Material provided Block Start
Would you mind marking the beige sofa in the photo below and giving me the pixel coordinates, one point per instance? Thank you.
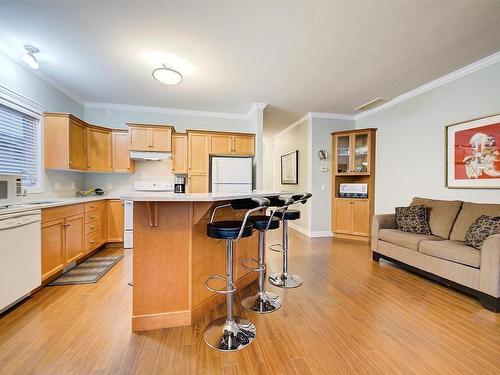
(443, 255)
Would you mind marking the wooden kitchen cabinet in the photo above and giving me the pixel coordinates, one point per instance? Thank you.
(179, 154)
(147, 137)
(120, 144)
(114, 221)
(52, 248)
(98, 150)
(73, 238)
(198, 153)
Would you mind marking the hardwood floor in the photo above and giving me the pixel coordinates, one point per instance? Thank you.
(351, 315)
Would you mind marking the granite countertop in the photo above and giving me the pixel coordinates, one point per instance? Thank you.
(36, 204)
(196, 197)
Material provided Block End
◆ Exercise prompt
Give the entries again exactly, but skip every image.

◆ Task result
Would you mind marking the beige sofa in the photo below and giving me the pixel coordinates, one point per instance? Thank you.
(443, 255)
Would you mind marking the wooden kitchen cabinet in the photo above and giving me the pixel coordinates, one point per instance? Thank you.
(179, 154)
(147, 137)
(120, 144)
(114, 221)
(52, 248)
(98, 150)
(73, 238)
(198, 153)
Would you mind marking the hardwood floor in the photo above and giving me the pixel coordinates, one point per instance? Thank you.
(351, 315)
Would you mind marking the granite countertop in the photo above and giving me the pixel coordinates, one point per instance? Thank you.
(36, 204)
(196, 197)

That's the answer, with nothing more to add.